---------- Selected text ----------

Onetime Senator James Wolcott Wadsworth Jr. of New York was the plume in the Wet Athene's helmet last week. He cried: "Senator Fess . . . cannot see what is going on in this country. Tears dim his sight. . . . Does the Senator think we can carry Massachusetts, Rhode Island, Connecticut, New York, New Jersey, Ohio, Illinois and a half-dozen other States whose people spoke last week on this question . . . [and] hope to cajole repeal-Republicans, millions of good men & women, into an attitude of complacency concerning the thing they regard as vital?"
President Nicholas Murray Butler of Columbia University, for years the man who has written Wet planks for the Republican platform and for years seen them thrown out, declared: "Senator Fess . . . adds that 'if the Republican party stands for repeal, it might as well say good-day.' . . . My reply is that if the Republican party does not stand for repeal it might as well say goodnight. . . . The elections of November 1930 are the handwriting on the wall."
Representatives Fred Albert Britten of Illinois and Leonidas Carstarphen Dyer of Missouri also cried out against Mr. Fess's leadership. The Wet Republican press re acted even more sharply, and certain arch-Republican editors captioned editorials FESS OUGHT TO GO and THE BLIND SENATOR FROM OHIO. Hearst papers quoted an unnamed Republican leader as saying: "If this split continues there will be a Nationalist party in 1932."

----------

Required task A:
Answer these questions from the text about Senator Fess:
(i) Of which university was Nicholas Murray Butler president?
(ii) Which state did Representative Leonidas Carstarphen Dyer represent?
(iii) According to the Hearst papers, what party did an unnamed Republican leader say there would be in 1932 if the split continued?

---------- Dataset rows ----------

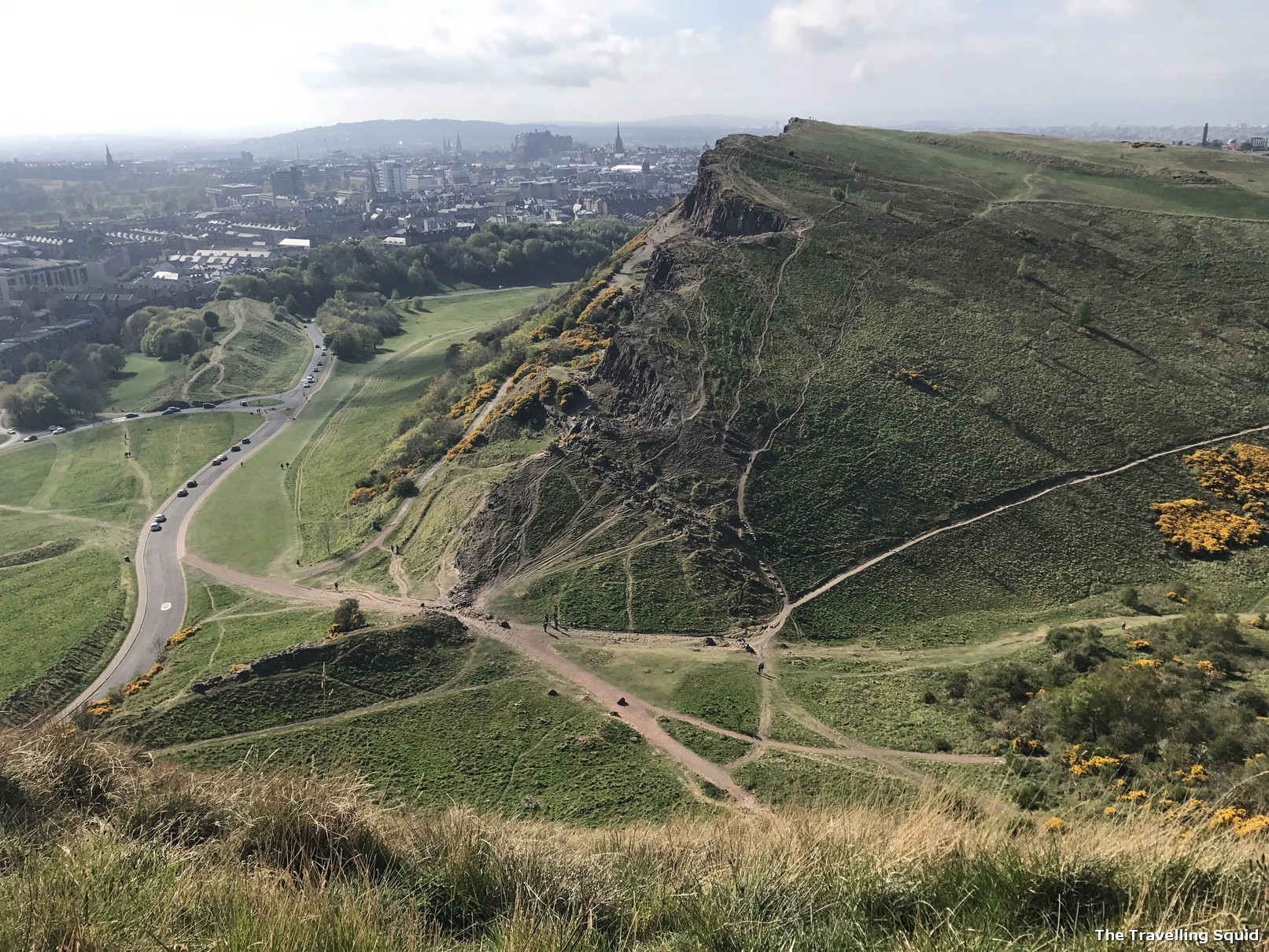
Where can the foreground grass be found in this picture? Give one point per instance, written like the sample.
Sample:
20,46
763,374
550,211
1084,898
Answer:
105,851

----------

Required task B:
Transcribe the rows that follow the text about Senator Fess line for line, leaving the pictures out.

Correct result A:
(i) Columbia University
(ii) Missouri
(iii) A Nationalist party

Correct result B:
Where can the foreground grass be found in this picture? Give one point per instance, written like the sample.
Sample:
20,46
763,374
550,211
1084,898
Answer:
105,851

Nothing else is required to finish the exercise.